G.D. Fontinhas
- Full name: Grupo Desportivo das Fontinhas
- Founded: 1975
- Ground: Campo Municipal Dr. Durval Monteiro, Fontinhas
- Capacity: 1,000
- League: Campeonato de Portugal
- 2022–23: Liga 3: Relegated

= G.D. Fontinhas =

Portuguese sports club

Grupo Desportivo das Fontinhas is a Portuguese sports club from Fontinhas, Praia da Vitória.

The men's football team plays in the Campeonato de Portugal, the fourth tier of Portuguese football. The team notably reached the fourth round of the 2020–21 Taça de Portugal. They played in Liga 3 in the 22/23 season

Unfortunately, financial issues led to the club closing its senior football team after being relegated to Campeonato de Futebol dos Açores in the 23/24 season, with the reason being the club did not have the resources to field a team made up of Azoreans.

EXCERPTED DATA:
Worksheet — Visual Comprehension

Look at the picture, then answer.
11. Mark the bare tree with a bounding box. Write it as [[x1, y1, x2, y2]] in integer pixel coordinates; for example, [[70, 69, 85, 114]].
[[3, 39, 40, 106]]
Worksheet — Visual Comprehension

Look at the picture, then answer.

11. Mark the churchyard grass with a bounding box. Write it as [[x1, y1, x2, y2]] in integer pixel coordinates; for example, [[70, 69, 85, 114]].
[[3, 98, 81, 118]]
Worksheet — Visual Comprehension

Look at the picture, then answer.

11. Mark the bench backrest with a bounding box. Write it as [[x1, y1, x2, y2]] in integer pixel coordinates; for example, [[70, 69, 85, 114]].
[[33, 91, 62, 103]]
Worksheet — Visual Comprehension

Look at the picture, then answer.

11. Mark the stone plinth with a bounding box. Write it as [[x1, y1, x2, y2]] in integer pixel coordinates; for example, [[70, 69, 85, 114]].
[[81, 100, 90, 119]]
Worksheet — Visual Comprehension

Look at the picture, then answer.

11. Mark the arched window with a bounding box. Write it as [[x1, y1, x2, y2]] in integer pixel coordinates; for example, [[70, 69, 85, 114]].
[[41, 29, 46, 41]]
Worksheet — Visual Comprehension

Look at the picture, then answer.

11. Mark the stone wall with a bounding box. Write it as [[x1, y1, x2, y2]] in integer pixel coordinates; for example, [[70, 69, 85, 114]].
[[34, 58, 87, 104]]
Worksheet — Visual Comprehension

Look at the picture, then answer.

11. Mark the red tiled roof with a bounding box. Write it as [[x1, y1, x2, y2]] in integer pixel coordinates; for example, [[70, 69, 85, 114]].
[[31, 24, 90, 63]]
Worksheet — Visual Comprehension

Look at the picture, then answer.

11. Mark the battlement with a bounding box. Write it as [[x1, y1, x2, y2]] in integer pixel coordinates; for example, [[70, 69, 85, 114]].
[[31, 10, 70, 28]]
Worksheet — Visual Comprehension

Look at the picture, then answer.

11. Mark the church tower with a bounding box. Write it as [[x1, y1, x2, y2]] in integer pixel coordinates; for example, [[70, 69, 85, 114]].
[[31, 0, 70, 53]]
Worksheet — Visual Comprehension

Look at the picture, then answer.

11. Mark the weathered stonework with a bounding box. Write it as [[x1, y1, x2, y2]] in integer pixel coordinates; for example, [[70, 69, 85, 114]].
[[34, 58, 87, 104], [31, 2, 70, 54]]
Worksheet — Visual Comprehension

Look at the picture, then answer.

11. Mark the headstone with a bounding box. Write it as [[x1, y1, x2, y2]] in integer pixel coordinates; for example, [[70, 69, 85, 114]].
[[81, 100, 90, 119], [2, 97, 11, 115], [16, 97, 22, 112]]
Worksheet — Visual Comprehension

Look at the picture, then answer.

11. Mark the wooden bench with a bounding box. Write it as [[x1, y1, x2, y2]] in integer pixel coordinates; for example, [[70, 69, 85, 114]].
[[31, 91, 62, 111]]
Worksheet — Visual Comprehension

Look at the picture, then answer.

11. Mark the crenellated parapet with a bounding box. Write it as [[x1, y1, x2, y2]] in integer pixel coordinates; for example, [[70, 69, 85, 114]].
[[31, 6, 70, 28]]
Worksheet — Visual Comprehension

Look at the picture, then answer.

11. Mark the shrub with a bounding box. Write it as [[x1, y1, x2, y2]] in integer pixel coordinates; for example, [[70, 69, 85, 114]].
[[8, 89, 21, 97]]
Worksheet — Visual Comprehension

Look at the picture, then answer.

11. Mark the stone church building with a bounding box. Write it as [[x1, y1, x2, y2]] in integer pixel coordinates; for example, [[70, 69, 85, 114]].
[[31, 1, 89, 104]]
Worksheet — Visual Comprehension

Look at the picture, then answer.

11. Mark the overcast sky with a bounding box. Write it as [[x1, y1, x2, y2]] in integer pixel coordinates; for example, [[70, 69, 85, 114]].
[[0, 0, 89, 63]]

WHAT TO PRODUCE: In the G.D. Fontinhas article, write out everything from "Grupo Desportivo das Fontinhas is" down to "up of Azoreans.", swapping "financial issues" for "budget problems".

PROBLEM SOLUTION:
Grupo Desportivo das Fontinhas is a Portuguese sports club from Fontinhas, Praia da Vitória.

The men's football team plays in the Campeonato de Portugal, the fourth tier of Portuguese football. The team notably reached the fourth round of the 2020–21 Taça de Portugal. They played in Liga 3 in the 22/23 season

Unfortunately, budget problems led to the club closing its senior football team after being relegated to Campeonato de Futebol dos Açores in the 23/24 season, with the reason being the club did not have the resources to field a team made up of Azoreans.